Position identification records
########
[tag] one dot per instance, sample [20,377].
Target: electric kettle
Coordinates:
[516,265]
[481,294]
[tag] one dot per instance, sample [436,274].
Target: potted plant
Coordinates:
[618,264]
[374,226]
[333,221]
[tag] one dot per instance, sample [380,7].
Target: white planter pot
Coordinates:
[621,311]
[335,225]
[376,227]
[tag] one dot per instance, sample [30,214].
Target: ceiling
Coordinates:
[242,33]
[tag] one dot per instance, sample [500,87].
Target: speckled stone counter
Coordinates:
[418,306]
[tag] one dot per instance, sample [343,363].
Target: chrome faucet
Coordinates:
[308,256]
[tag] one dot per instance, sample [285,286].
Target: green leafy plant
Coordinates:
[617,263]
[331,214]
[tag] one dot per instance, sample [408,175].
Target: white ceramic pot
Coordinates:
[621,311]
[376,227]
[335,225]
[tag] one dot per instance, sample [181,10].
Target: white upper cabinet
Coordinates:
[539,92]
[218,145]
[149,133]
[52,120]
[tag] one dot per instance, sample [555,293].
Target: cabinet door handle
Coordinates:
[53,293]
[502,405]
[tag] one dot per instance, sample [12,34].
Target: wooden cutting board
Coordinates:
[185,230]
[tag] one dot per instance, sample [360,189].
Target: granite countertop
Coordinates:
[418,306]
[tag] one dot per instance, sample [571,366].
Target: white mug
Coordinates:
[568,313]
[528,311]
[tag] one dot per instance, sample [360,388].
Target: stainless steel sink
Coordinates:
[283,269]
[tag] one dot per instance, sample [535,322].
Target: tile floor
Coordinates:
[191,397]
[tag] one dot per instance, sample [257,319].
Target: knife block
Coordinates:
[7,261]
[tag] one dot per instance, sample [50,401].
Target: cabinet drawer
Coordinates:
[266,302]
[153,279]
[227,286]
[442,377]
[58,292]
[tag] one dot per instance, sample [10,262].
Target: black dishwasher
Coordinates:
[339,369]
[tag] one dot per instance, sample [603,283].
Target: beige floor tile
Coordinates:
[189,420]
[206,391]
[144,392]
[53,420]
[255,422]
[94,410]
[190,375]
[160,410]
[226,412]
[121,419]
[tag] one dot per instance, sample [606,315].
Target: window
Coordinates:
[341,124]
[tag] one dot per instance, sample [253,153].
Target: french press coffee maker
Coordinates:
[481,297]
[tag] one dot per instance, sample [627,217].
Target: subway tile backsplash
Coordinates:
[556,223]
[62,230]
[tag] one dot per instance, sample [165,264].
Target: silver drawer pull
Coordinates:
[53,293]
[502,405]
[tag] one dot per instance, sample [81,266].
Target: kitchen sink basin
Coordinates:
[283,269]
########
Update the records from the line with "[tag] one dot per instance, sample [257,319]." through the end of the records, replacing "cabinet drawer" with "kitchen drawer" and leaving everything else unchanged. Give only those lines.

[tag] one dot per instance, sample [257,319].
Target: knife block
Coordinates:
[7,261]
[tag] one dot per instance, sample [50,401].
Target: kitchen drawer
Coordinates:
[266,302]
[153,279]
[227,286]
[442,377]
[58,292]
[tag] one dot per instance, sample [10,262].
Target: black dishwasher
Coordinates:
[339,369]
[tag] one dot per instance, sample [603,283].
Target: beige floor tile
Coordinates:
[189,420]
[206,391]
[144,392]
[53,420]
[255,422]
[94,410]
[190,375]
[160,410]
[226,412]
[121,419]
[tag] one dot per instance, sample [606,315].
Target: window
Coordinates:
[341,124]
[tag] one dot per instance, sample [253,153].
Target: french press coffee maker
Coordinates:
[481,297]
[tag] one dot per instance, sample [627,217].
Target: subway tile backsplash
Coordinates:
[556,223]
[62,230]
[tag] one dot per instance, sample [165,264].
Target: silver drawer pull
Coordinates:
[53,293]
[502,405]
[tag] one dot per instance, sample [81,266].
Target: kitchen sink basin
Coordinates:
[283,269]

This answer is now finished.